## Passage shown:
# # #

The amount of rainfall affects the number of infant infections leading to hydrocephalus in Uganda, according to a team of researchers who are the first to demonstrate that these brain infections are linked to climate.
Hydrocephalus — literally “water on the brain” — is characterized by the build-up of the fluid that is normally within and surrounding the brain, leading to brain swelling. The swelling will cause brain damage or death if not treated. Even if treated, there is only a one-third chance of a child maintaining a normal life after post-infectious hydrocephalus develops, and that chance is dependent on whether the child has received the best treatment possible.
“The most common need for a child to require neurosurgery around the world is hydrocephalus,” said Steven J. Schiff, the Brush Chair Professor of Engineering, director of the Penn State Center for Neural Engineering and a team member.
In sub-Saharan Africa, upward of 100,000 cases of post-infectious hydrocephalus a year are estimated to occur. The majority of these cases occur after a newborn has suffered from neonatal sepsis, a blood infection that occurs within the first four weeks of life, the researchers reported in a recent issue of the Journal of Neurosurgery: Pediatrics.
Benjamin C. Warf, associate professor of neurosurgery, Harvard Medical School, Boston Children’s Hospital, noticed that about three or four months after an infant in East Africa had an infection like neonatal sepsis, the child would often return to the clinic with a rapidly growing head — hydrocephalus. Schiff joined Warf to help figure out what caused this disease so frequently.

# # #

## Information given:

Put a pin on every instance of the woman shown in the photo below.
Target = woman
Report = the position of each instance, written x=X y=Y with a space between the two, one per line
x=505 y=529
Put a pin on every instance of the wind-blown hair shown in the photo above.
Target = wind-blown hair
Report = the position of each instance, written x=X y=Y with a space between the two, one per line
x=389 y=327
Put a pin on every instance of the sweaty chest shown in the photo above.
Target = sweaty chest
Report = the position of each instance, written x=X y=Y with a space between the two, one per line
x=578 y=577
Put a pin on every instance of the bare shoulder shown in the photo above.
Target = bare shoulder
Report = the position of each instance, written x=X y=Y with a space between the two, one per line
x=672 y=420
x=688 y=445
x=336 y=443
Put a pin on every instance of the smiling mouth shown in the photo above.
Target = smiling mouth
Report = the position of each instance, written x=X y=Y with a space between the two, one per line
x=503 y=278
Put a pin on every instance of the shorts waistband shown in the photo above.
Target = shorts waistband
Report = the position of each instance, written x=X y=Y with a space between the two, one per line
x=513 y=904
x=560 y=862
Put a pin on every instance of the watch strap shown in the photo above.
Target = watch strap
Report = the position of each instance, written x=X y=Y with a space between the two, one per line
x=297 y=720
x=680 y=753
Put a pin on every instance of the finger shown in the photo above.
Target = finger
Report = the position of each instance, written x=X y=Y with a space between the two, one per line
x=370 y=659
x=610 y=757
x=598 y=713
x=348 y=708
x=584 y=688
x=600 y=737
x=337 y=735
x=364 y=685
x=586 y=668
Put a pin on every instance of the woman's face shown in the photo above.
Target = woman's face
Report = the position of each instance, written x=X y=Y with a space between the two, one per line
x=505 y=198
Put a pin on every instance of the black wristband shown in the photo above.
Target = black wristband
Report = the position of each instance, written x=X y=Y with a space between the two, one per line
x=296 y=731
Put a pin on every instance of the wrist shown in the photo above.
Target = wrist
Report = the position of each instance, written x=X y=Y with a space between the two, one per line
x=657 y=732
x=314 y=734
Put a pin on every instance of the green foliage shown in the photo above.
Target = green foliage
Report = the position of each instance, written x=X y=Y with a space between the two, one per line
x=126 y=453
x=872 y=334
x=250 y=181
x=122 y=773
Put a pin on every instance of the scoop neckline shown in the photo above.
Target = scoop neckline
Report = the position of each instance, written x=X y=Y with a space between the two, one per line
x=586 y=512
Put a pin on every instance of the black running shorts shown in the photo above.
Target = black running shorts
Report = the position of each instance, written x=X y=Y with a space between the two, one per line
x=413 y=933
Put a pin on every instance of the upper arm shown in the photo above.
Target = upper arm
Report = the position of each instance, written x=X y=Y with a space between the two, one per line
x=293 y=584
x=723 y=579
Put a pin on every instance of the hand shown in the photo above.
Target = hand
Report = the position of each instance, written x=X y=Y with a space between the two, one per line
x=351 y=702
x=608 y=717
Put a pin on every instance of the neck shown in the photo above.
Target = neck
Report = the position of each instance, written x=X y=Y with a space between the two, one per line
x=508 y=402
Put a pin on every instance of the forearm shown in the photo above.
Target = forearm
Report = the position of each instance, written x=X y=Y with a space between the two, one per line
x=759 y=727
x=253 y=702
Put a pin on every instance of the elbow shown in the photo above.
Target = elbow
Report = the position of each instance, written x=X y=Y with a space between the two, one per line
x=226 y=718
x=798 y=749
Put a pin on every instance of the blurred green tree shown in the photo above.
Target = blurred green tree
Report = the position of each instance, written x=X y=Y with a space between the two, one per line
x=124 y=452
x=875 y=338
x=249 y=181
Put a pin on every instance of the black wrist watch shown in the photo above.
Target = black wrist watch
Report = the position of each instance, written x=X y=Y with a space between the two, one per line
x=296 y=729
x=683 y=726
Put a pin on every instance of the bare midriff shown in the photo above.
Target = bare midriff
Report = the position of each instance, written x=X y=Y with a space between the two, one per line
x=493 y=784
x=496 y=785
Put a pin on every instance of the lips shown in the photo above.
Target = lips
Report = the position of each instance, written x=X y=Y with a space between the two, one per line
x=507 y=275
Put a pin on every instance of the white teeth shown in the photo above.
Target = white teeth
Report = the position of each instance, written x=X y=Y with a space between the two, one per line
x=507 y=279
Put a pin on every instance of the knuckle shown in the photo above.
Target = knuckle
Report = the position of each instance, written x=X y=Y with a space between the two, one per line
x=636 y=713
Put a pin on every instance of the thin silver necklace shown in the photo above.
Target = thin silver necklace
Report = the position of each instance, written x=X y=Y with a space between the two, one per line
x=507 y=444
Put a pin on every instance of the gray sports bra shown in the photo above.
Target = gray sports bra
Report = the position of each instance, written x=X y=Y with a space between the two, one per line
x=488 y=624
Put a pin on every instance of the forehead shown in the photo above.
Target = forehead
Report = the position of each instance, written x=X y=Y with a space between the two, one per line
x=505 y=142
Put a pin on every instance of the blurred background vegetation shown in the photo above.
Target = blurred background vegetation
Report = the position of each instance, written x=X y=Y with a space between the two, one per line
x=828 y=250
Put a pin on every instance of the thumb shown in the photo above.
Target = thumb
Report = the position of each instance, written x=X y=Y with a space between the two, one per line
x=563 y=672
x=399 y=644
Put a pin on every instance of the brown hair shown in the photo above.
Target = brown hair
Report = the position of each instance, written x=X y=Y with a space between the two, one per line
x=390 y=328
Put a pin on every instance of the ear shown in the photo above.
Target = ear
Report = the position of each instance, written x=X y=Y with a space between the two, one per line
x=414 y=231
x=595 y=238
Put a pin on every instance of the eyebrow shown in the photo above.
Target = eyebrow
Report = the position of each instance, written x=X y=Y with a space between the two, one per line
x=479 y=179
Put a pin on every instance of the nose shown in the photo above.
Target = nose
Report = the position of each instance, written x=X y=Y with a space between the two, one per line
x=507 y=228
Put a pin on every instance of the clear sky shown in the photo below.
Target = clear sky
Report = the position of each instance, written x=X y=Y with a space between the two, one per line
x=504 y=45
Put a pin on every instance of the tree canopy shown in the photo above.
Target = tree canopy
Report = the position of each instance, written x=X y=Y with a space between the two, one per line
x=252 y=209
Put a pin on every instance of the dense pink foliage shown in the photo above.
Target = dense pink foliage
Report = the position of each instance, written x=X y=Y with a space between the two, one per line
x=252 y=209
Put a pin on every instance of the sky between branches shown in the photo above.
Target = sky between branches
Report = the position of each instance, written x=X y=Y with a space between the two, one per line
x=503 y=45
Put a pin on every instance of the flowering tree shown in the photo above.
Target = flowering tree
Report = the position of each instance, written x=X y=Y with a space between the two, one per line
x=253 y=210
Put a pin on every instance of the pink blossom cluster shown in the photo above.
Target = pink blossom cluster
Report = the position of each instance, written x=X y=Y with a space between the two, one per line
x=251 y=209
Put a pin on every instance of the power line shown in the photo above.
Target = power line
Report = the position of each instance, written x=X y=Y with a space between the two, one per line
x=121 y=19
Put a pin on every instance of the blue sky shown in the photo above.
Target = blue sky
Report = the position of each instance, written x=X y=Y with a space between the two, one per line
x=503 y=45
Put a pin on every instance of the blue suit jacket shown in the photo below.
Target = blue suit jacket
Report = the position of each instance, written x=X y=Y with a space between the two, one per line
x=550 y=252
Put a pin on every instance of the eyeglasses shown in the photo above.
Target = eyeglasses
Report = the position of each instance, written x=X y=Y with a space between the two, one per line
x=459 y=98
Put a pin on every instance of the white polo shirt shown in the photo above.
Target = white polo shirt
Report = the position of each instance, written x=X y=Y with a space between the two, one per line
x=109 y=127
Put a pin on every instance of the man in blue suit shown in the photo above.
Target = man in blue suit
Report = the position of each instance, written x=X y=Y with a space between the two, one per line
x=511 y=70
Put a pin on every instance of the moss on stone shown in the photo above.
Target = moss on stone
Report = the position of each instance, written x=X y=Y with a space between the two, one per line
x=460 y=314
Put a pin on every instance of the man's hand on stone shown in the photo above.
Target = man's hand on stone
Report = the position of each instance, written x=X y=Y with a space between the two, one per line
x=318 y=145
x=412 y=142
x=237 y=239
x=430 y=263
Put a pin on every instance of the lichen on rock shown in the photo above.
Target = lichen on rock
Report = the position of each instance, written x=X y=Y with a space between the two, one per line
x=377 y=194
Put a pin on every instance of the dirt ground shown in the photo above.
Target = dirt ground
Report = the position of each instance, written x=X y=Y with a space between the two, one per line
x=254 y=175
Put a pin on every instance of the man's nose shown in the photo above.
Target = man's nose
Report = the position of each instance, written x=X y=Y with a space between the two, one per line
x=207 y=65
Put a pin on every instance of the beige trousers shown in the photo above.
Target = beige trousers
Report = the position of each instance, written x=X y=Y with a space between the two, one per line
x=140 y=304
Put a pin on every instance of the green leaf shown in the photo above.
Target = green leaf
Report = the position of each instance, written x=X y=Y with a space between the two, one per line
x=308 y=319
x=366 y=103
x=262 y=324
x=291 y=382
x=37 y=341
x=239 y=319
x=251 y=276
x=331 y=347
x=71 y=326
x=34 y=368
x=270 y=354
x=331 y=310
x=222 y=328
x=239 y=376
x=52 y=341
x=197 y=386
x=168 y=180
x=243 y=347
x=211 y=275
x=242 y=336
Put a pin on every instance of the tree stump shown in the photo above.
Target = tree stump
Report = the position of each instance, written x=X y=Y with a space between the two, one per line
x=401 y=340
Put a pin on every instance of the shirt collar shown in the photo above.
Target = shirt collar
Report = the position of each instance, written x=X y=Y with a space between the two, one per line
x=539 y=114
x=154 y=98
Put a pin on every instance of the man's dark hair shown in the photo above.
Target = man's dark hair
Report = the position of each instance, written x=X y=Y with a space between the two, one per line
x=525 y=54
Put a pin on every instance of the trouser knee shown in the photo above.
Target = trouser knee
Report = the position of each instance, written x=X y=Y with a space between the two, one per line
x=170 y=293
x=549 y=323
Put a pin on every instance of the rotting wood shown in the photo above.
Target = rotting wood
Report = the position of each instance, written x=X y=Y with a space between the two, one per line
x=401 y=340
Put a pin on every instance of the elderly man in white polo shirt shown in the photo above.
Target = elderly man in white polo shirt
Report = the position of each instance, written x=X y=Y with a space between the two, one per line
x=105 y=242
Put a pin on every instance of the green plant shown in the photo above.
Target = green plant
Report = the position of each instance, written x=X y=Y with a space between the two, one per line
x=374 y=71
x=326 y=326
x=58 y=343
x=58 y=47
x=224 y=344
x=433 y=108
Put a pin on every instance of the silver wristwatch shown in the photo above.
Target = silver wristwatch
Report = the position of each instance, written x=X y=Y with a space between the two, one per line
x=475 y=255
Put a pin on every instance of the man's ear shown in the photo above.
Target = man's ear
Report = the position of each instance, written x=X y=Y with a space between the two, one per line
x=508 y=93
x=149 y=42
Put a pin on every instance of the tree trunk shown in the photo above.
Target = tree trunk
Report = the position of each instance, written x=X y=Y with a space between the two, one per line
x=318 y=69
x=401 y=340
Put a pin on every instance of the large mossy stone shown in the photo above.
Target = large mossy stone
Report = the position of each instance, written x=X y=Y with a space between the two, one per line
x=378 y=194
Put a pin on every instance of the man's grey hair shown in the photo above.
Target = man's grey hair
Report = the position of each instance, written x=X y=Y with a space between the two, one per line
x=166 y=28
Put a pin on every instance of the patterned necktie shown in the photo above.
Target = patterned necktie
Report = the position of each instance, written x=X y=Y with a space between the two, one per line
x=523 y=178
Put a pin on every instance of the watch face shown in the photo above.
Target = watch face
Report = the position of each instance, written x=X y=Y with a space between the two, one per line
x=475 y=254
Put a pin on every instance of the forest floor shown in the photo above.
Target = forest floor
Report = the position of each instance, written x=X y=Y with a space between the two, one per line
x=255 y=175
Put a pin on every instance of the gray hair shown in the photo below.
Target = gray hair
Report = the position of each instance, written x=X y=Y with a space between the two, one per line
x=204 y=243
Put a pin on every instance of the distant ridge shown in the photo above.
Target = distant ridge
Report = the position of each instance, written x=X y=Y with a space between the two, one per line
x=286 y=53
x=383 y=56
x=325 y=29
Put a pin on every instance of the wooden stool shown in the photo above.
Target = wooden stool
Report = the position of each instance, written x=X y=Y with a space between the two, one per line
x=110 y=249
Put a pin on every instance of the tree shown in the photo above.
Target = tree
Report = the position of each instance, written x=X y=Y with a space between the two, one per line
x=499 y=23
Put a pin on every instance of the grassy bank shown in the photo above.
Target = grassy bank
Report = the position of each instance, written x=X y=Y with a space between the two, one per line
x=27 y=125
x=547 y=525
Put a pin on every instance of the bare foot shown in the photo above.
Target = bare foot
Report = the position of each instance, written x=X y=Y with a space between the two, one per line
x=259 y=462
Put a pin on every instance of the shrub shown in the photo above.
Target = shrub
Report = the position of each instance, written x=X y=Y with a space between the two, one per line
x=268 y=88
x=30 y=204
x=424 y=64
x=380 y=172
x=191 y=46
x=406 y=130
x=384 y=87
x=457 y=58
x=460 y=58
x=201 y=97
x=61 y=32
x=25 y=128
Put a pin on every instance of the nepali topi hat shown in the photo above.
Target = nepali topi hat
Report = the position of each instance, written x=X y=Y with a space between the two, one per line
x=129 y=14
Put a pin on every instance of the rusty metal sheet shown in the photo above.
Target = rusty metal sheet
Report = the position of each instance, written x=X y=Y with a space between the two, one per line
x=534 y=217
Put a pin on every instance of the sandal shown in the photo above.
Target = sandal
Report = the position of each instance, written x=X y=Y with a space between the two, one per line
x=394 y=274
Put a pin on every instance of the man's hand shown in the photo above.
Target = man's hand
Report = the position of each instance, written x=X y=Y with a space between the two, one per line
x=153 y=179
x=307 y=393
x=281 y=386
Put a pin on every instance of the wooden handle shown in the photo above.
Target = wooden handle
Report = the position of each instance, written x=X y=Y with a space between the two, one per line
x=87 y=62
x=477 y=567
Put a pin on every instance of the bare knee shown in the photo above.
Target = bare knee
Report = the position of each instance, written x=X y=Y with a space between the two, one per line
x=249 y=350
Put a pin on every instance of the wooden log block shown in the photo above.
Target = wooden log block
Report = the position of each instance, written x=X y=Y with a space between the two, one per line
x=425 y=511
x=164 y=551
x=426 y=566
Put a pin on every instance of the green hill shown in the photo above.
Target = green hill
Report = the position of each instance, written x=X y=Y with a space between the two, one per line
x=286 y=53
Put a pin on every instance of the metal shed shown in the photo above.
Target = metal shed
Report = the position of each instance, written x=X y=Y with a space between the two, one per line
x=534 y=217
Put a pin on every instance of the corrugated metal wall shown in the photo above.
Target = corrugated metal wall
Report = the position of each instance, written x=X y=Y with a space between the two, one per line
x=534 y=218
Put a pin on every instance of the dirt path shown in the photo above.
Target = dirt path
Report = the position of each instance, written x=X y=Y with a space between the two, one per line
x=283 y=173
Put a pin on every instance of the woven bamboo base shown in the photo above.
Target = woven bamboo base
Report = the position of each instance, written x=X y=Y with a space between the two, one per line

# # #

## Goal of the exercise:
According to the passage on hydrocephalus in Uganda, how many cases of post-infectious hydrocephalus are estimated to occur each year in sub-Saharan Africa? You don't need the data here.

## Answer section:
Upward of 100,000 cases a year.